*Quoted passage:*
──────────────────────────────
Deep Q - Learning for Cartpole with Tensorflow in Python

I know there are many similar topics discussed on StackOverflow, but I have done quite a lot research both in StackOverflow and on the Internet and I couldn't find a solution.
I am trying to implement the classic Deep Q Learning Algorithm to solve the openAI gym's cartpole game:
OpenAI Gym Cartpole
Firstly, I created an agent that generates random weights. The results are shown in the graph below:
Amazingly, the agent managed to reach 200 steps (which is the max) in many episodes by simply generating 4 random uniform weights [w1, w2, w3, w4] from (-1.0 to 1.0) in each episode.
So, i decided to implement a simple DQN with only 4 weights and 2 biases and to make the agent learn this game over the time. The weights will be initialized randomly in the beginning and Back-Propagation will be used to update them as the agent makes steps.
I used the Epsilon Greedy strategy to make the agent explore at the beginning and exploit the Q values later on. However, The results are disappointing compared to the random agent:
I have tried to tune a lot of parameters and different architectures and the result doesn't change as much. So, my question is the following:
Question:
Did i make a wrong implementation of DQN or a simple DQN cannot beat the cartpole? What's your experience? It does reduces the loss (Error), but it doesn't guarantee a good solution.
Thanks in advance.
import tensorflow as tf
import gym
import numpy as np
import random as rand
import matplotlib.pyplot as plt
# Cartpole's Observation:
# 4 Inputs
# 2 Actions (LEFT | RIGHT)
──────────────────────────────
*Data provided:*
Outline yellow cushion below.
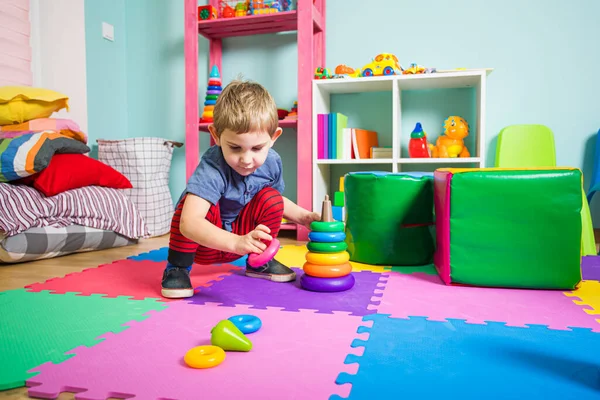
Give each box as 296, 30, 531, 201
0, 86, 69, 125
──────────────────────────────
*Questions:*
A: In the Cartpole forum post, what range were the random agent's four uniform weights drawn from?
B: Rewrite the paragraph of the Cartpole forum post that begins "So, i decided to implement" as a short bulleted list that keeps its main facts.
C: Proceed with the Cartpole forum post from the point where it stops.

*Your responses:*
A: From -1.0 to 1.0.

B:
- A simple DQN was implemented with only 4 weights and 2 biases, so that the agent would learn the game over time.
- The weights are initialized randomly at the beginning.
- Back-Propagation updates the weights as the agent makes steps.

C:
input_size = 4
output_size = 2
# Deep Q Network Class
class DQN:
def __init__(self, var_names):
self.var_names = var_names
self._define_placeholders()
self._add_layers()
self._define_loss()
self._choose_optimizer()
self._initialize()
# Placeholders:
# Inputs: The place where we feed the Observations (States).
# Targets: Q_target = R + gamma*Q(s', a*).
def _define_placeholders(self):
self.inputs = tf.placeholder(tf.float32, shape=(None, input_size), name='inputs')
self.targets = tf.placeholder( tf.float32, shape=(None, output_size), name='targets')
# Layers:
# 4 Input Weights.
# 2 Biases.
# output = softmax(inputs*weights + biases).
# Weights and biases are initialized randomly.
def _add_layers(self):
w = tf.get_variable(name=self.var_names[0], shape=(input_size, output_size),
initializer=tf.initializers.random_uniform(minval=-1.0, maxval=1.0) )
b = tf.get_variable(name=self.var_names[1], shape=(output_size),
initializer=tf.initializers.random_uniform(minval=-1.0, maxval=1.0) )
self.outputs = tf.nn.softmax(tf.matmul(self.inputs, w) + b)
self.prediction = tf.argmax(self.outputs, 1)
# Loss = MSE.
def _define_loss(self):
self.mean_loss = tf.losses.mean_squared_error(labels=self.targets, predictions=self.outputs) / 2
# AdamOptimizer with starting learning rate: a = 0.005.
def _choose_optimizer(self):
self.optimizer = tf.train.AdamOptimizer(learning_rate=0.005).minimize(loss=self.mean_loss)
# Initializes the dqn's weights.
def _initialize(self):
initializer = tf.global_variables_initializer()
self.sess = tf.InteractiveSession()
self.sess.run(initializer)
# Get's current's DQN weights.
def get_weights(self):
return [ self.sess.run( tf.trainable_variables(var) )[0] for var in self.var_names ]
# Updates the weights of DQN.
def update_weights(self, new_weights):
variables = [tf.trainable_variables(name)[0] for name in self.var_names]
update = [ tf.assign(var, weight) for (var, weight) in zip(variables, new_weights) ]
self.sess.run(update)
# Predicts the best possible action from a state s.
# a* = argmax( Q(s) )
# Returns from Q(s), a*
def predict(self, states):
Q, actions = self.sess.run( [self.outputs, self.prediction],
feed_dict={self.inputs: states} )
return Q, actions
# It partially fits the given observations and the targets into the network.
def partial_fit(self, states, targets):
_, loss = self.sess.run( [self.optimizer, self.mean_loss],
feed_dict={self.inputs: states, self.targets: targets} )
return loss
# Replay Memory Buffer
# It stores experiences as (s,a,r,s') --> (State, Action, Reward, Next_Action).
# It generates random mini-batches of experiences from the memory.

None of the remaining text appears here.